- Passage given:

AG Holder implicated the Bush administration in the Fast & Furious scandal by falsely stating that the Wide Receiver program under George Bush was the same program as Fast & Furious and was well known to General Mukasey.
Wide Receiver, conducted under Bush from 2006-2007, was on a much smaller scale, was done in conjunction with Mexico, and organized attempts were made to trace the guns. It was a completely different program from Fast & Furious. General Mukasey had nothing to do with the program. Holder retracted the earlier statement today, June 20th.
General Mukasey was briefed on a case involving Fidel Hernandez, the first-ever wide receiver program. [Fox News]
The Hernandez case involved a controlled delivery of weapons to try and track down cartels. The weapons had RFID chips, unlike Fast & Furious in which there were no attempts to track the guns. It was also done with the full approval of the Mexican government. Since the guns were traced and led to numerous arrests, it seemed to hold promise.
Unfortunately, the Fast & Furious program under Holder, which went from 2009-2011, was with uncontrolled weapons, conducted without the knowledge of Mexico, and was done on a very large scale.
Rep. Sheila Jackson Lee blaming Bush -
Fast & Furious was Holder’s program which allowed for the sale of thousands of guns to Mexican cartels, Mexico was kept in the dark, and there were no attempts to trace the weapons. The idea of the program was to let cartels buy guns and then trace them back to their lairs, but without any attempt to trace them, what was the point?
Some believe that it was done to end the second amendment by exposing a crisis caused by U.S. guns. It would be beneficial to see the documents requested by Issa so we could know the truth.
hat tip to Sua Sponte for the following -
CNN’S LARRY KING: “Do you favor executive privilege or should Karl Rove and others in that like position be forced to testify before the House or Senate?
OBAMA: “Well, you know, I think we’ll — we’ll determine over the next several weeks how this administration responds to the very appropriate call by Patrick Leahy, the chairman of the Judiciary Committee, to have these individuals come in and testify. You know, there’s been a tendency on the part of this administration to — to try to hide behind executive privilege every time there’s something a little shaky that’s taking place. And I think, you know, the administration would be best served by coming clean on this. There doesn’t seem to be any national security issues involved with the U.S. attorney question. There doesn’t seem to be any justification for not offering up some clear, plausible rationale for why these — these U.S. attorneys were targeted when, by all assessments, they were doing an outstanding job. I think the American people deserve to know what was going on there.”

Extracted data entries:

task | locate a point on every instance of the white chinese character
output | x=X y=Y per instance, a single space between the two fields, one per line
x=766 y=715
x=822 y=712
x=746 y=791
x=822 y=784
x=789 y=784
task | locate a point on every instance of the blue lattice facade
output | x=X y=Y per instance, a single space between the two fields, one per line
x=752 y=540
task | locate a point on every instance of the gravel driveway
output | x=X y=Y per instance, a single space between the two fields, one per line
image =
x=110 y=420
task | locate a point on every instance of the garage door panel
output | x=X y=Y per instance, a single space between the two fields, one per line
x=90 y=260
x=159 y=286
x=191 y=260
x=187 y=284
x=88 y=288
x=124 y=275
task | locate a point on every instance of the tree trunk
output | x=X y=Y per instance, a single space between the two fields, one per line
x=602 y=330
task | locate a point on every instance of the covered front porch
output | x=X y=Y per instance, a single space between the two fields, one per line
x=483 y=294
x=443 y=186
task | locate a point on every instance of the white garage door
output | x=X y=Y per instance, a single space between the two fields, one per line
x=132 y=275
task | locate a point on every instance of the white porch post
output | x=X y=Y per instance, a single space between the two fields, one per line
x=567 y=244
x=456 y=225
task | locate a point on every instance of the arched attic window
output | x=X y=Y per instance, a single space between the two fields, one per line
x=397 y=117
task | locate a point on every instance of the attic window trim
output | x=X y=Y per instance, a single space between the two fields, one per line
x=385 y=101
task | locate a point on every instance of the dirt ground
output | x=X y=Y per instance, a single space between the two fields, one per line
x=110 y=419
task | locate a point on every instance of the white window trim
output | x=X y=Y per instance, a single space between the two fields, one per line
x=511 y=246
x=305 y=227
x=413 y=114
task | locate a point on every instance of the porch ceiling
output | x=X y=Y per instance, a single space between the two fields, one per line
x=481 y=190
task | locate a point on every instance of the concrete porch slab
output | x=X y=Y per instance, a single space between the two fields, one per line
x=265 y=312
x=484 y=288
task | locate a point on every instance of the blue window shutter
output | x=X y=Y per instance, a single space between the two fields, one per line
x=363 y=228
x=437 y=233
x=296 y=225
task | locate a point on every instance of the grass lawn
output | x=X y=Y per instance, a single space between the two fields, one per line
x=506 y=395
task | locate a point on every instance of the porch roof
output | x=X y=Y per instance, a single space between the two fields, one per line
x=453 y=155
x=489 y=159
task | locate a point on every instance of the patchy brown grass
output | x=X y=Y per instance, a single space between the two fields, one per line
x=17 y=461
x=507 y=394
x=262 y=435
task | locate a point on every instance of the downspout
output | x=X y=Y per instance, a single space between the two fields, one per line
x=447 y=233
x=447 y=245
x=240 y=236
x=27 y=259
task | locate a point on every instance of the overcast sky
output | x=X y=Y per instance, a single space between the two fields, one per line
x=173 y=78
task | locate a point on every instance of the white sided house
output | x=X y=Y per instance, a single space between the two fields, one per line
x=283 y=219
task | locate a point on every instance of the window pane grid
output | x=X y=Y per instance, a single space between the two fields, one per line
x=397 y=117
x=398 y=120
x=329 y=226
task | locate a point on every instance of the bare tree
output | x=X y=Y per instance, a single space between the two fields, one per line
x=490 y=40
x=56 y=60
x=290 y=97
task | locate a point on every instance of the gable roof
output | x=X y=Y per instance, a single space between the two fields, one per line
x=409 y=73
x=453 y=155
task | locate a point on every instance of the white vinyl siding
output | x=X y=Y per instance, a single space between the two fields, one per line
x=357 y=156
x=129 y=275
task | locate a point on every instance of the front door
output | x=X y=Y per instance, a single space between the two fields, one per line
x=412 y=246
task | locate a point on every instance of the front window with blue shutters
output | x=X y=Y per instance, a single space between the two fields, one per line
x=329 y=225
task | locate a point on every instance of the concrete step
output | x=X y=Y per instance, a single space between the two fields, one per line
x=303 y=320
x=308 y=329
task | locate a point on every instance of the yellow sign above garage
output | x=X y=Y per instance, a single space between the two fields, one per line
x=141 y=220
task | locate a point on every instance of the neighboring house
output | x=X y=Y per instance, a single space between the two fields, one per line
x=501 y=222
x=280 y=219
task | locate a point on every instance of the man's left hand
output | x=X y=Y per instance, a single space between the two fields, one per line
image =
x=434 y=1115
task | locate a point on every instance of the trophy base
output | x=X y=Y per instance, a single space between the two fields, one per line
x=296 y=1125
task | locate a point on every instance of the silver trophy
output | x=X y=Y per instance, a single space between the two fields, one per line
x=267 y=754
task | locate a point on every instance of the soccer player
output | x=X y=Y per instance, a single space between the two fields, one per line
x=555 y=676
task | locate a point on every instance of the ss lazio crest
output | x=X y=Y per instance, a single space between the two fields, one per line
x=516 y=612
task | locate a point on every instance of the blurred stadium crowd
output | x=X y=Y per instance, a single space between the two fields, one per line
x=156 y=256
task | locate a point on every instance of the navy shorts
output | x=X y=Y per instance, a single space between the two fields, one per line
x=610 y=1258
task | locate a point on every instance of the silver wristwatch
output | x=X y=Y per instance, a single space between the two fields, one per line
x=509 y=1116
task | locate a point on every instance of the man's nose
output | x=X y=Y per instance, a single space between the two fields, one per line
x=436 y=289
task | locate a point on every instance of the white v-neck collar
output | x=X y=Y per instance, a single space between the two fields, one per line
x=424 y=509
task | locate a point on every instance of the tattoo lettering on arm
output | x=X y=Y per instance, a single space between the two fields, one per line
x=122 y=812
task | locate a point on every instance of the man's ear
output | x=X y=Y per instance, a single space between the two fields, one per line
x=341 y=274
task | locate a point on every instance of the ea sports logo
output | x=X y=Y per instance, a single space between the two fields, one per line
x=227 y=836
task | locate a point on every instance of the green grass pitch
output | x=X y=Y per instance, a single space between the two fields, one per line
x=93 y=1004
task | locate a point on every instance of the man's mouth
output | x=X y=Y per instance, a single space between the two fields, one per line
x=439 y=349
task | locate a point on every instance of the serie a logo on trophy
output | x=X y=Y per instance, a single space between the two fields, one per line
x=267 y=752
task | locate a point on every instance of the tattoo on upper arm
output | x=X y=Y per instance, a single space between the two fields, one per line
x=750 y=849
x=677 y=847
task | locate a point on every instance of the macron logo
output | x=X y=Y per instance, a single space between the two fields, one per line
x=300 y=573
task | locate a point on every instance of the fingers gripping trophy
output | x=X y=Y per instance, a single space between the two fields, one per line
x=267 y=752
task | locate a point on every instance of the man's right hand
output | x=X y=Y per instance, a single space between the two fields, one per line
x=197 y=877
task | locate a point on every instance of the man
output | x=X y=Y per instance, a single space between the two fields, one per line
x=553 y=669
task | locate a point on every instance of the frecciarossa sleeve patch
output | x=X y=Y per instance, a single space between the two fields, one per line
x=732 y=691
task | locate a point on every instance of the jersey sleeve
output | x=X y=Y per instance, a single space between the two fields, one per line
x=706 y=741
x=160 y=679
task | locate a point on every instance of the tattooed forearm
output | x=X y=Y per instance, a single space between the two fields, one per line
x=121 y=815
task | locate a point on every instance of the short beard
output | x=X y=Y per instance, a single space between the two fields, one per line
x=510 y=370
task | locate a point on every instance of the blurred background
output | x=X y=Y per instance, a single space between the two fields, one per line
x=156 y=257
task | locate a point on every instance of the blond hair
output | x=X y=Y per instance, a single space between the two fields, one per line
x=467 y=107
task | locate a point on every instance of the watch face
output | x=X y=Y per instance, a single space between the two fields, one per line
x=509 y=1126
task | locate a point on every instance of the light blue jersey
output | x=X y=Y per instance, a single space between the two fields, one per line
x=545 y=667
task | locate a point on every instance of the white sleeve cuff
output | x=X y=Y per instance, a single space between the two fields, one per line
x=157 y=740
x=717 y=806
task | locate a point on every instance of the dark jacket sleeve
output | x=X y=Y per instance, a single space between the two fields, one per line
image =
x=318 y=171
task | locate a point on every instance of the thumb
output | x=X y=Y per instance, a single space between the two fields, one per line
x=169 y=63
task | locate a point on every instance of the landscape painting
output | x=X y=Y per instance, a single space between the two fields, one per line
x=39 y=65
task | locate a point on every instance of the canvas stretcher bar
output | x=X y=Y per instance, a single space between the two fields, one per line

- Goals:
(a) Do the following statements agree with the Fast & Furious post? For each, answer yes or no and quote the deciding words. (i) Wide Receiver was carried out together with Mexico. (ii) The weapons in the Hernandez case had no tracking devices. (iii) Fast & Furious ran from 2009 to 2011.
(b) Copy the stretch of the Fast & Furious post from "General Mukasey was" through "very large scale.".

- The replies:
(a)
(i) Yes: "was done in conjunction with Mexico"
(ii) No: "The weapons had RFID chips"
(iii) Yes: "which went from 2009-2011"

(b)
General Mukasey was briefed on a case involving Fidel Hernandez, the first-ever wide receiver program. [Fox News]
The Hernandez case involved a controlled delivery of weapons to try and track down cartels. The weapons had RFID chips, unlike Fast & Furious in which there were no attempts to track the guns. It was also done with the full approval of the Mexican government. Since the guns were traced and led to numerous arrests, it seemed to hold promise.
Unfortunately, the Fast & Furious program under Holder, which went from 2009-2011, was with uncontrolled weapons, conducted without the knowledge of Mexico, and was done on a very large scale.